Problem description:
Pick out every line of the data that contains the string "flower", and copy each one. Case counts.

Data shown:
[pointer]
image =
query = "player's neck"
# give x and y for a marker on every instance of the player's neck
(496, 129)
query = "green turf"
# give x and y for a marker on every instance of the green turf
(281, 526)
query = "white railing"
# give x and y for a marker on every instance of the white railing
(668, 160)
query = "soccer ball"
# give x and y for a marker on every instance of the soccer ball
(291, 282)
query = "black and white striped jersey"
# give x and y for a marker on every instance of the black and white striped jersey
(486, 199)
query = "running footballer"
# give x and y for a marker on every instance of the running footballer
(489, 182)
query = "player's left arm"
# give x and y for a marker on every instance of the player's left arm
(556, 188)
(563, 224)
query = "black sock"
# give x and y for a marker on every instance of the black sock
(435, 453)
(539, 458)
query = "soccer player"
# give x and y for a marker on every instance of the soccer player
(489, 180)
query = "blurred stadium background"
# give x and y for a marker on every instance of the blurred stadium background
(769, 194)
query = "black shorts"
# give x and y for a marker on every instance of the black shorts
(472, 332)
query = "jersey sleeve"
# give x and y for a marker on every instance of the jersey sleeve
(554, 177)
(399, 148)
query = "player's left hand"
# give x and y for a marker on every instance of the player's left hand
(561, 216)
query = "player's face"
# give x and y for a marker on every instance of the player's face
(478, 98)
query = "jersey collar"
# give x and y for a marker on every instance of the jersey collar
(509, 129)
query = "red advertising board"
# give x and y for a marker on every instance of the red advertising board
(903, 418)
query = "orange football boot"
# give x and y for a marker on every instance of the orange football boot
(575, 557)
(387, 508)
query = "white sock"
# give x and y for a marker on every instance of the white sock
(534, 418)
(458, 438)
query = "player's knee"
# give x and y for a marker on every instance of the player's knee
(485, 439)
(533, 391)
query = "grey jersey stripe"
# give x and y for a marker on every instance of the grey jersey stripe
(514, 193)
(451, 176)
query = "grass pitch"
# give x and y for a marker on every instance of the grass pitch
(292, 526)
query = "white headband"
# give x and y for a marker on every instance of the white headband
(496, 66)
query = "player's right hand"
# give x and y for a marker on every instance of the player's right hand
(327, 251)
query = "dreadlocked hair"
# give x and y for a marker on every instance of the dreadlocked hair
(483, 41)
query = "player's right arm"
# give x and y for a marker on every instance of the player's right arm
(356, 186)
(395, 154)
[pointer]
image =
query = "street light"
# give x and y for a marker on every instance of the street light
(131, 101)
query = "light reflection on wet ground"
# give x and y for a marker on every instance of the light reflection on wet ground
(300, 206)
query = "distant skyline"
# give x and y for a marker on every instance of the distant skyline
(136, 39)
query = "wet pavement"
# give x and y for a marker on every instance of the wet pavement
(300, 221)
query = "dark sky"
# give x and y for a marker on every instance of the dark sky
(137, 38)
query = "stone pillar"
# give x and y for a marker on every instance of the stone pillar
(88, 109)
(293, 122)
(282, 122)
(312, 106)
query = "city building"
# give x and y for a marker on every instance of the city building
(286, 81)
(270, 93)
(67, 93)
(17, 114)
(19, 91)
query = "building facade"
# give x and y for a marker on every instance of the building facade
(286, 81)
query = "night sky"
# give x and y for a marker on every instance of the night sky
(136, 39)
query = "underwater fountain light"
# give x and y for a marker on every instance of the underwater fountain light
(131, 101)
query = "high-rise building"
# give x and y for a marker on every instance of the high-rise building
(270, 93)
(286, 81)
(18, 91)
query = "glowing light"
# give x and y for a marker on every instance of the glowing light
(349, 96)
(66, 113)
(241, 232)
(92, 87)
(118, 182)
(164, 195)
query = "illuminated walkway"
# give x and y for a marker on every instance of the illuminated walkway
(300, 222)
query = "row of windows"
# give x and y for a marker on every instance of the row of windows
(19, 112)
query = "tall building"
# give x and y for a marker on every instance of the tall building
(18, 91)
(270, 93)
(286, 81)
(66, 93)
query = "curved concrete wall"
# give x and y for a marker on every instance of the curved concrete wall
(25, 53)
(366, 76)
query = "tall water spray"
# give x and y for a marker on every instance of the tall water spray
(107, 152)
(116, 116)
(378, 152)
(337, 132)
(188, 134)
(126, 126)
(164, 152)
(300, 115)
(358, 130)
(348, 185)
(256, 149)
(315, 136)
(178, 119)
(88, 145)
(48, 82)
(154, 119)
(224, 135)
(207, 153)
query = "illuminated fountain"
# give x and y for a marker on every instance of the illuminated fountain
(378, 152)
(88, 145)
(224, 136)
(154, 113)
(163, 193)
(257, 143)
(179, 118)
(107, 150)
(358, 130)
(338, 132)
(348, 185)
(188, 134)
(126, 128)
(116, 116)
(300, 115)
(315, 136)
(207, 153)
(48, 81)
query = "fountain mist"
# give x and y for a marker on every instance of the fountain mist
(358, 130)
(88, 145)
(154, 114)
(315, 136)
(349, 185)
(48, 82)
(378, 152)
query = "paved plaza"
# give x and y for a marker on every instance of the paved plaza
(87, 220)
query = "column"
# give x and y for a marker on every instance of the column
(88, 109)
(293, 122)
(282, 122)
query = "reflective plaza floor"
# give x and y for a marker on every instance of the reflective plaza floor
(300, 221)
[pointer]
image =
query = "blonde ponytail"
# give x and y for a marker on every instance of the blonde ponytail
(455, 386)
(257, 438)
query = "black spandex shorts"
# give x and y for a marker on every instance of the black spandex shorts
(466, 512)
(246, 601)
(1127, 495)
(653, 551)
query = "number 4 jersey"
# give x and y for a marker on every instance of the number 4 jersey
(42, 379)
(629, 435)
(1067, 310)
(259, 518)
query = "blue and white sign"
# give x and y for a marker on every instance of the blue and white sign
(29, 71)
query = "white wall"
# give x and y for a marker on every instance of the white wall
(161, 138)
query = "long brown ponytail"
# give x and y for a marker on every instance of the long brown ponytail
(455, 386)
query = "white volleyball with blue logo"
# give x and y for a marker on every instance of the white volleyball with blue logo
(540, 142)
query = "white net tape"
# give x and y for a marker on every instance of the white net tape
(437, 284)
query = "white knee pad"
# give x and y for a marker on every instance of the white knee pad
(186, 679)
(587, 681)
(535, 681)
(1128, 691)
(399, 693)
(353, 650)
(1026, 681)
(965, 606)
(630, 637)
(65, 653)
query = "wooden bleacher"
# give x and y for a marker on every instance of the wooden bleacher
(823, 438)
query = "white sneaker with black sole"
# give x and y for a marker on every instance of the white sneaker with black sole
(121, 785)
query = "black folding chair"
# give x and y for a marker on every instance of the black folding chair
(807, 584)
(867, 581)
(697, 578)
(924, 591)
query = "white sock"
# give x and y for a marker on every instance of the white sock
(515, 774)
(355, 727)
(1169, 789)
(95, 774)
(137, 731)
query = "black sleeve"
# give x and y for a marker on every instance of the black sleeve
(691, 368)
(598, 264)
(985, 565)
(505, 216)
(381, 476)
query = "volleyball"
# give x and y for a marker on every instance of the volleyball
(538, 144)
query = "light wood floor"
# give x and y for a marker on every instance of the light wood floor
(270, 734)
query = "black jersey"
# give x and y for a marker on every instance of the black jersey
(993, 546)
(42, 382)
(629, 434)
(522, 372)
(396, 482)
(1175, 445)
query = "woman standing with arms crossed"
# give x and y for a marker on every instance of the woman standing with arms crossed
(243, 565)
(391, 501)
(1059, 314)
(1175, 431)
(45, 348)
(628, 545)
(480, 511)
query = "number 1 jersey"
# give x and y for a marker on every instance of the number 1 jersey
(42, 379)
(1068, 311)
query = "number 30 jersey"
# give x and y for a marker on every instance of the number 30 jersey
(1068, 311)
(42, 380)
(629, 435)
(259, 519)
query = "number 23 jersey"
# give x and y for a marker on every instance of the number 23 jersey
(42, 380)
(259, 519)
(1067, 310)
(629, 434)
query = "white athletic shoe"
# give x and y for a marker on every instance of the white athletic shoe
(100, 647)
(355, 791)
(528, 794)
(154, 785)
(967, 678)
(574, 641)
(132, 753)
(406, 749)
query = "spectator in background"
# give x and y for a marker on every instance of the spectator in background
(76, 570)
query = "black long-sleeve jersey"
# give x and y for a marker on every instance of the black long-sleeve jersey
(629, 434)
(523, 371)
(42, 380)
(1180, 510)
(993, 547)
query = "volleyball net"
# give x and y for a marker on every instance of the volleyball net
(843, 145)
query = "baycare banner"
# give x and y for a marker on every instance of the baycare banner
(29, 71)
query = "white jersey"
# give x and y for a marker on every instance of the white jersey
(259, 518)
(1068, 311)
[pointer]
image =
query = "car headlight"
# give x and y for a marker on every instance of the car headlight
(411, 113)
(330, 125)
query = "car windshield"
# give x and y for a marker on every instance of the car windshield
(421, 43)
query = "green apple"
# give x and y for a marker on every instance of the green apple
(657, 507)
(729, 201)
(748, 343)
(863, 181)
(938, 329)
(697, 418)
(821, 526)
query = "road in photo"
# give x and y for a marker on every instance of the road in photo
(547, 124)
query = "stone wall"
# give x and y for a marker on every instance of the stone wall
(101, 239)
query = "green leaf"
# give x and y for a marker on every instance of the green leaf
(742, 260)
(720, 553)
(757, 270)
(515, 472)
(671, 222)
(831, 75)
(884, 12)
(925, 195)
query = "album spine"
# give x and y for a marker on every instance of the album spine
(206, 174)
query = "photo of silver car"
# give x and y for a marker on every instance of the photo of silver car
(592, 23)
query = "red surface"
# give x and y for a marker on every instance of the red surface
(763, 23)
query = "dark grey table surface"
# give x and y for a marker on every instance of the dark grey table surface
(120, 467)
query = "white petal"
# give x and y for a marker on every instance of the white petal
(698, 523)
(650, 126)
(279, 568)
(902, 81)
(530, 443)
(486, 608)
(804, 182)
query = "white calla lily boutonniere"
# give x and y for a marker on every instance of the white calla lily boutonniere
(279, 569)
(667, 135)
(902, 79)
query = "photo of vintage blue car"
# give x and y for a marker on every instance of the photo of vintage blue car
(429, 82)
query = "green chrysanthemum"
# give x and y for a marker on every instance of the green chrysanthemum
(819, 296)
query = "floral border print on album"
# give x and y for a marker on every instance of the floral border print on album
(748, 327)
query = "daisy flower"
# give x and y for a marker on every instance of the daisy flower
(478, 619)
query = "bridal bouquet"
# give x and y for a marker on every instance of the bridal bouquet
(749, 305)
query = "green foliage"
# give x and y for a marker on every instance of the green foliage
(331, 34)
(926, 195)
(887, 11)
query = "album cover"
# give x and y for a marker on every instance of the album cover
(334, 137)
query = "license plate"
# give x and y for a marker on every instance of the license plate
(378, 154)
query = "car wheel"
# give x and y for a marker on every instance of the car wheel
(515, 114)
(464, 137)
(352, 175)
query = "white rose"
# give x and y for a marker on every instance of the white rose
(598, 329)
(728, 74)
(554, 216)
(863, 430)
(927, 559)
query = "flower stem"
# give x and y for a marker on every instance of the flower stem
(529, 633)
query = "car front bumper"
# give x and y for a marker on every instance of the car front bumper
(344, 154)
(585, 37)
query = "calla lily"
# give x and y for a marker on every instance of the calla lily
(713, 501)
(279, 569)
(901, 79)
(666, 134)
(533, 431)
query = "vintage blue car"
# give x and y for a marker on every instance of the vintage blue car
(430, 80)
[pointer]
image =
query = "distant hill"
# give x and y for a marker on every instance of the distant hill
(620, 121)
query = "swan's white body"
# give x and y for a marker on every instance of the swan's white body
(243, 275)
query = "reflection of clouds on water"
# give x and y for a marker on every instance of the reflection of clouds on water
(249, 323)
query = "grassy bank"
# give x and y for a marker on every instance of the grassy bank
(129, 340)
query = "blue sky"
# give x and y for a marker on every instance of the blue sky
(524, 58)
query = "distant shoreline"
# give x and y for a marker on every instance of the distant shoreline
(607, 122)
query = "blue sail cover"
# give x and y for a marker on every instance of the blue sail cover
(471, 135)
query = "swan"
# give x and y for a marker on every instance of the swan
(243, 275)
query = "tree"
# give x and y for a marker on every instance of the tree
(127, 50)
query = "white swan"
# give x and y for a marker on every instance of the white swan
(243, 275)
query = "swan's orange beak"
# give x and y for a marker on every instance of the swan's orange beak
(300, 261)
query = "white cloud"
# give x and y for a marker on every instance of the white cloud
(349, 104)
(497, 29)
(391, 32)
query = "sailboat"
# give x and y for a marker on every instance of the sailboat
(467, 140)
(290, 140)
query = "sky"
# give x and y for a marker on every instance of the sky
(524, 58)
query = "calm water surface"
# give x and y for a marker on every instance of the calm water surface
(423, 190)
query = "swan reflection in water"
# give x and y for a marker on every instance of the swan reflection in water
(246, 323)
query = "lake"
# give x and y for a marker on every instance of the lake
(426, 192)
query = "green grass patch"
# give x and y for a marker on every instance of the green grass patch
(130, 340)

Exercise answer:
query = "daisy flower"
# give x and y for a marker on every instance of the daisy flower
query = "flower stem"
# give x and y for a marker on every instance of the flower stem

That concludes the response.